TO DO:
1. In the excerpt on the background process, which law could also have produced the steady-state expression?
2. Lay out the records in the stretch from the line containing "cloud. Report pixel corners as JSON arrays." through the line containing "[[0, 224, 516, 246]]" as a two-column CSV with columns named instruction and boxes. Give one row per record, with its text and its answer each in a single quoted field and line breaks replaced by spaces.

Now consider the special case that the background process is in equilibrium at time \(0\). It turns out that the expressions simplify significantly. We have, due to (7), using the fact that \(\sum _i\pi _iq_{ij}=0\),

$$\begin{aligned} \sum _{i=1}^d\pi _i \mathbb{E }\bar{M}_i(\tau _\alpha )=\sum _{i=1}^d\pi _i\lambda _i\frac{1}{\alpha +\mu _i}. \end{aligned}$$

Laplace inversion yields

$$\begin{aligned} \sum _{i=1}^d\pi _i\mathbb{E }\bar{M}_i(t)=\sum _{i=1}^d \frac{\pi _i\lambda _i}{\mu _i}(1-e^{-\mu _i t}), \end{aligned}$$

in line with (1). Now consider steady-state behavior, that is, we let \(\alpha \downarrow 0.\) From the above, we obtain an expression that could as well have been found by applying Little’s law:

$$\begin{aligned} \sum _{i=1}^d\pi _i\mathbb{E }\bar{M}_i(\infty )=\sum _{i=1}^d\pi _i \frac{\lambda _i}{\mu _i}. \end{aligned}$$

3.3 Higher moments

A second differentiation of (6) yields

$$\begin{aligned} 2\lambda _i \frac{\alpha }{\alpha +\mu _i} \mathbb{E }\bar{M}_i(\tau _{\alpha +\mu _i}) + \lambda _i \frac{\alpha }{\alpha +\mu _i} = \alpha \mathbb{E }\bar{M}_i^2(\tau _\alpha )-\sum _{j=1}^d q_{ij} \mathbb{E }\bar{M}_j^2(\tau _\alpha ). \end{aligned}$$

In other words, once we know the \( \mathbb{E }\bar{M}_i(\tau _{\alpha })\) for all \(\alpha >0\), we can compute the associated second moment as well.

RECORDS TO PROCESS:
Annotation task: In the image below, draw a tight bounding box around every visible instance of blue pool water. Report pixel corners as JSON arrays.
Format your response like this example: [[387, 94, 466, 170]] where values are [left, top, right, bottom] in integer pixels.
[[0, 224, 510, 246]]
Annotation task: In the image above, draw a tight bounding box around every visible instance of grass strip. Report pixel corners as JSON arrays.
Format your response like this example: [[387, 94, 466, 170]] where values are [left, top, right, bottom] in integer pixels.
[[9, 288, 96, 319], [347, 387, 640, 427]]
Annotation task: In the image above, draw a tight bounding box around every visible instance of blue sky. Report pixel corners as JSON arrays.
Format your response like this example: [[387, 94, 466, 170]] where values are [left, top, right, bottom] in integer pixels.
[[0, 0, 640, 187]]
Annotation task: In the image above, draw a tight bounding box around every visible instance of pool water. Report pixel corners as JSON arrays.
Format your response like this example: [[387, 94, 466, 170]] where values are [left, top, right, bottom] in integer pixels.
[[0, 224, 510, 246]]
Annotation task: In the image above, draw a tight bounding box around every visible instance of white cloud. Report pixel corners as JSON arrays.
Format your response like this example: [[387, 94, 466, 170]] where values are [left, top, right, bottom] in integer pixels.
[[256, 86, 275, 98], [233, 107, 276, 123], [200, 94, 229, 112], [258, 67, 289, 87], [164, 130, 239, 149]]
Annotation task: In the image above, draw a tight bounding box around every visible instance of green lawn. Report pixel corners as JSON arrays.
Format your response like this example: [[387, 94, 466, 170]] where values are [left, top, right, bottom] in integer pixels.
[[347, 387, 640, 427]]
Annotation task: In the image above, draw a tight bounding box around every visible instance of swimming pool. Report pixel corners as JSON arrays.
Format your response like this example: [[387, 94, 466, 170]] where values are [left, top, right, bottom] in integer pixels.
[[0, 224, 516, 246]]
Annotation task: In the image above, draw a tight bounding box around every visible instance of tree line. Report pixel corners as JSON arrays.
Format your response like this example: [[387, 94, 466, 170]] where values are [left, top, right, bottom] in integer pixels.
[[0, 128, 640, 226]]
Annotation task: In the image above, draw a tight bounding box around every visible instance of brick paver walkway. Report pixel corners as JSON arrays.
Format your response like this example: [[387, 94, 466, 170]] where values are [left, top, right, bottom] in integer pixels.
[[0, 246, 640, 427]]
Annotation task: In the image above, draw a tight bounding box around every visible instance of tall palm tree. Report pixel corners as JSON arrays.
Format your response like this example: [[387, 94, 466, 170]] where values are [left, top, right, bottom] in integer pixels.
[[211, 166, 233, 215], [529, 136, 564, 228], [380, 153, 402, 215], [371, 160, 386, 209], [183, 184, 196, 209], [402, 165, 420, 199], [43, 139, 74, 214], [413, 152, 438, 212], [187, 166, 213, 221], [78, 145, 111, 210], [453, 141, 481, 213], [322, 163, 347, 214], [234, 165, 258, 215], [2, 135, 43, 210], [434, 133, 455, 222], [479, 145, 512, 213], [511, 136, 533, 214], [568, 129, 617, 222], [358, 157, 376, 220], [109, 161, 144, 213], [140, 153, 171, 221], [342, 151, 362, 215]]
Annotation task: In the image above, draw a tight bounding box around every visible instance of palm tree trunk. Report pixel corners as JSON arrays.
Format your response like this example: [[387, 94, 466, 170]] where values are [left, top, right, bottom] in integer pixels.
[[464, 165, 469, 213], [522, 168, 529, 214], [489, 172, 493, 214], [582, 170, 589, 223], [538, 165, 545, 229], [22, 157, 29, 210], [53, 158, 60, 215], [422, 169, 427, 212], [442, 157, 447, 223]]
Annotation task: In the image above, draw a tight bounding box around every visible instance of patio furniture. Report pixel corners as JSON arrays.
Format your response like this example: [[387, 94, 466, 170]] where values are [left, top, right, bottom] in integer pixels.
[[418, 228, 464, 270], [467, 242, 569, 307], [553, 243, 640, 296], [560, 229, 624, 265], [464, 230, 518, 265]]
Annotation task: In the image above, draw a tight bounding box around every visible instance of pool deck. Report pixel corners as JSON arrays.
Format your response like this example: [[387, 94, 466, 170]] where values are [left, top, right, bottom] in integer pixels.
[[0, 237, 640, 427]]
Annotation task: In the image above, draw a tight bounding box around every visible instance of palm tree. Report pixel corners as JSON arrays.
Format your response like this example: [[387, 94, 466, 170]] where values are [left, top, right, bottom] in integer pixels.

ANSWERS GIVEN:
1. Little's law.

2.
instruction,boxes
"Annotation task: In the image above, draw a tight bounding box around every visible instance of white cloud. Report pixel corners as JSON arrays. Format your response like this example: [[387, 94, 466, 170]] where values are [left, top, right, bottom] in integer pixels.","[[256, 86, 275, 98], [233, 107, 276, 123], [200, 94, 229, 112], [258, 67, 289, 87], [164, 130, 239, 149]]"
"Annotation task: In the image above, draw a tight bounding box around every visible instance of green lawn. Report pixel corners as JSON arrays. Format your response like this example: [[387, 94, 466, 170]] where values are [left, top, right, bottom] in integer pixels.","[[347, 387, 640, 427]]"
"Annotation task: In the image above, draw a tight bounding box around every visible instance of swimming pool. Report pixel corners as JSON arrays. Format your response like this example: [[387, 94, 466, 170]] where values are [left, top, right, bottom] in integer pixels.","[[0, 224, 516, 246]]"